Kutipan Teks:
========

Kediri, panjalu.online – Proses pengisian jabatan perangkat desa kembali menjadi sorotan publik. Kali ini, dugaan praktik transaksional mencuat dalam pengisian jabatan Sekretaris Desa di Desa Ngino, Kecamatan Pelem, Kabupaten Kediri. Berdasarkan informasi yang dihimpun dari sejumlah sumber, proses seleksi yang seharusnya menjunjung tinggi asas transparansi, akuntabilitas, dan profesionalitas justru dinodai dengan praktik yang mengarah pada penyalahgunaan wewenang.
Menurut keterangan beberapa pihak yang enggan disebutkan namanya, untuk menduduki jabatan Sekretaris Desa, peserta seleksi diduga harus "menyisihkan" dana dalam jumlah besar, bahkan mencapai puluhan hingga ratusan juta rupiah. Dana tersebut dikabarkan menjadi semacam "syarat tidak tertulis" agar peserta dapat diloloskan dan ditetapkan sebagai perangkat desa.
Salah satu narasumber menyebutkan bahwa praktik semacam ini bukan kali pertama terjadi di wilayah tersebut. “Bukan hal baru, sudah jadi semacam rahasia umum. Yang penting bukan nilai ujian, tapi siapa yang mampu membayar lebih banyak,” ujar sumber tersebut.
Dalam Peraturan Menteri Dalam Negeri Republik Indonesia Nomor 67 Tahun 2017 tentang Pengangkatan dan Pemberhentian Perangkat Desa, disebutkan bahwa pengisian perangkat desa harus dilakukan melalui penjaringan dan penyaringan yang objektif serta berdasarkan merit system. Pasal 5 ayat (2) secara tegas menyebutkan bahwa seleksi perangkat desa dilakukan secara transparan dan akuntabel oleh panitia yang dibentuk oleh kepala desa.
Selain itu, Undang-Undang Nomor 6 Tahun 2014 tentang Desa pada Pasal 50 ayat (1) menyebutkan bahwa perangkat desa diangkat oleh kepala desa dari hasil penjaringan dan penyaringan yang dilakukan oleh panitia yang dibentuk secara mandiri dan tidak memihak. Jika ada unsur manipulasi atau permainan dalam seleksi, maka hal tersebut sudah bertentangan dengan asas pemerintahan yang baik (good governance).

========

Informasi yang Ditampilkan:
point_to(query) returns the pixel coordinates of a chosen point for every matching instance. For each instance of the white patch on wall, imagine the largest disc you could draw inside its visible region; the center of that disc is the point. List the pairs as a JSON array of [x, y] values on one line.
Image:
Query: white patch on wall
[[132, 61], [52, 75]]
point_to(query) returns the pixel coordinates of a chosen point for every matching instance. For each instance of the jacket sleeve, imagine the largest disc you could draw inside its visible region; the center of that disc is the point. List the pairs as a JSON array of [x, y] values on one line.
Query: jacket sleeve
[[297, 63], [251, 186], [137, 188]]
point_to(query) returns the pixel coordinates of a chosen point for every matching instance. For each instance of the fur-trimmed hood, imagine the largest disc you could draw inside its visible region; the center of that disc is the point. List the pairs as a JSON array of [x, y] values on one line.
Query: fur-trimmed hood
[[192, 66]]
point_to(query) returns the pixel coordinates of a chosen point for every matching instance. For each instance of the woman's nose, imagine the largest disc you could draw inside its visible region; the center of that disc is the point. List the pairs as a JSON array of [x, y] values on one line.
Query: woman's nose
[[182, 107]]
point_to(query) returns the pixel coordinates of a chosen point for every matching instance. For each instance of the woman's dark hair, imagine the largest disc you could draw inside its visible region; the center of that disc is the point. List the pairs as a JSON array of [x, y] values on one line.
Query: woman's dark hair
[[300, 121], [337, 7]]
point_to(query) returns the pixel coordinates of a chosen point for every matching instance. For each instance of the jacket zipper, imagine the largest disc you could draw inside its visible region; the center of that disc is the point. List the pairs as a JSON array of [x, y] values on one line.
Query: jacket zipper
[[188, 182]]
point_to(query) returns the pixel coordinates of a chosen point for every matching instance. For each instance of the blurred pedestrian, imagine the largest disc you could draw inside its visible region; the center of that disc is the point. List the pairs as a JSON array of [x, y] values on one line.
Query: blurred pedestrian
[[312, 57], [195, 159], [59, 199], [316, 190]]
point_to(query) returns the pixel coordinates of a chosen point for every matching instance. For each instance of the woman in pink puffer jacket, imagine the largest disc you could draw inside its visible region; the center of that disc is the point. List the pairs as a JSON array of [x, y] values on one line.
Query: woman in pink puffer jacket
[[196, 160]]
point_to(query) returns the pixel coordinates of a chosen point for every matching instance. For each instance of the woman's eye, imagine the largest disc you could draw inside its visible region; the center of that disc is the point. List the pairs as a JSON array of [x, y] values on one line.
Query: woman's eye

========

Tugas 1:
Salin ulang baris-baris entri tanpa perubahan apa pun, mulai dari baris yang memuat "woman's nose, imagine" hingga baris yang memuat "[[312, 57], [195, 159], [59, 199], [316, 190]]". Kedua baris tersebut ikut disalin.
Tugas 2:
Teruskan berita tentang dugaan praktik transaksional dalam pengisian jabatan Sekretaris Desa Ngino, mulai setelah kalimat terakhir yang ada.

Hasil Akhir 1:
point_to(query) returns the pixel coordinates of a chosen point for every matching instance. For each instance of the woman's nose, imagine the largest disc you could draw inside its visible region; the center of that disc is the point. List the pairs as a JSON array of [x, y] values on one line.
Query: woman's nose
[[182, 107]]
point_to(query) returns the pixel coordinates of a chosen point for every matching instance. For each instance of the woman's dark hair, imagine the largest disc you could draw inside its visible region; the center of that disc is the point. List the pairs as a JSON array of [x, y] values on one line.
Query: woman's dark hair
[[300, 121], [337, 7]]
point_to(query) returns the pixel coordinates of a chosen point for every matching instance. For each instance of the jacket zipper, imagine the largest disc you could draw inside its visible region; the center of that disc is the point. List the pairs as a JSON array of [x, y] values on one line.
Query: jacket zipper
[[188, 182]]
point_to(query) returns the pixel coordinates of a chosen point for every matching instance. For each instance of the blurred pedestrian, imagine the largest disc you could draw inside its visible region; the center of that disc is the point. List the pairs as a JSON array of [x, y] values on one line.
Query: blurred pedestrian
[[312, 57], [195, 159], [59, 199], [316, 190]]

Hasil Akhir 2:
Dari aspek hukum, jika terbukti adanya pemberian uang dengan tujuan untuk meloloskan seseorang menjadi Sekretaris Desa, maka perbuatan tersebut dapat masuk dalam kategori gratifikasi atau suap, sebagaimana diatur dalam Undang-Undang Republik Indonesia Nomor 20 Tahun 2001 tentang Perubahan atas UU No. 31 Tahun 1999 tentang Pemberantasan Tindak Pidana Korupsi. Pasal 5 ayat (1) menjelaskan bahwa setiap orang yang memberi atau menjanjikan sesuatu kepada pegawai negeri atau penyelenggara negara agar melakukan sesuatu dalam jabatannya yang bertentangan dengan kewajibannya, dapat diancam pidana penjara paling singkat satu tahun dan paling lama lima tahun serta denda paling sedikit Rp50.000.000.
Hingga saat ini, belum ada keterangan resmi dari pihak pemerintah desa maupun Kecamatan Pelem mengenai dugaan transaksi dalam proses pengisian jabatan tersebut. Sementara itu, beberapa tokoh masyarakat menyatakan keprihatinannya atas fenomena ini.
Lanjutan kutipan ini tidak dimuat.